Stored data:
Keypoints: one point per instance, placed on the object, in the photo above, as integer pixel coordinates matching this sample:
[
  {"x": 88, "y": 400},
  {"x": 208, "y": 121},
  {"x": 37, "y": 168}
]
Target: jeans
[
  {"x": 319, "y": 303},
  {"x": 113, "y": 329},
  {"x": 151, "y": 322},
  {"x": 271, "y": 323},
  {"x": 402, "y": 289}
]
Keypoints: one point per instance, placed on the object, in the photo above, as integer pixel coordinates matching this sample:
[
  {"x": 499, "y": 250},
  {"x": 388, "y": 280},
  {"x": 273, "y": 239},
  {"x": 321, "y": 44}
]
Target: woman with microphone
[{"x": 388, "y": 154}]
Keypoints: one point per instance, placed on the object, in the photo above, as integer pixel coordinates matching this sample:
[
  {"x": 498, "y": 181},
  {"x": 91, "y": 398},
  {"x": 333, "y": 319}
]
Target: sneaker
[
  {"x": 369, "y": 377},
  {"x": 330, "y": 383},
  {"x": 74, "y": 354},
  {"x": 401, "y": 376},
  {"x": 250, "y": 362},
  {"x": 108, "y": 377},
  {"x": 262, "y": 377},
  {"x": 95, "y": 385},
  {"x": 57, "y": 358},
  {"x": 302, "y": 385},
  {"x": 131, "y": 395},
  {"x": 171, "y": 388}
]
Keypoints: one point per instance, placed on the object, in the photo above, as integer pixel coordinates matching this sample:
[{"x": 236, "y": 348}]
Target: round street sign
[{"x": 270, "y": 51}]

### Try it
Line by line, retype the records with no changes.

### Answer for the task
Keypoints: one point per instance, placed on the object, in the photo above, as integer pixel coordinates matching this sample:
[
  {"x": 88, "y": 400},
  {"x": 208, "y": 121},
  {"x": 37, "y": 168}
]
Target: jeans
[
  {"x": 319, "y": 303},
  {"x": 113, "y": 329},
  {"x": 151, "y": 322},
  {"x": 271, "y": 323},
  {"x": 402, "y": 289}
]
Keypoints: one point per instance, placed on the object, in the photo above, as integer pixel coordinates matching this sample:
[
  {"x": 499, "y": 250},
  {"x": 388, "y": 280},
  {"x": 273, "y": 239},
  {"x": 321, "y": 44}
]
Target: woman with microphone
[{"x": 388, "y": 154}]
Keypoints: one point per instance, placed on the object, in the photo above, as integer pixel coordinates matching this sample:
[
  {"x": 498, "y": 181},
  {"x": 91, "y": 398},
  {"x": 333, "y": 319}
]
Target: sneaker
[
  {"x": 369, "y": 377},
  {"x": 330, "y": 383},
  {"x": 74, "y": 354},
  {"x": 401, "y": 376},
  {"x": 250, "y": 362},
  {"x": 108, "y": 377},
  {"x": 262, "y": 377},
  {"x": 95, "y": 385},
  {"x": 57, "y": 358},
  {"x": 302, "y": 385},
  {"x": 131, "y": 395},
  {"x": 171, "y": 388}
]
Keypoints: one point per instance, placed on the object, in the photo above, as integer pixel coordinates matching this sample:
[{"x": 236, "y": 348}]
Target: round street sign
[{"x": 270, "y": 51}]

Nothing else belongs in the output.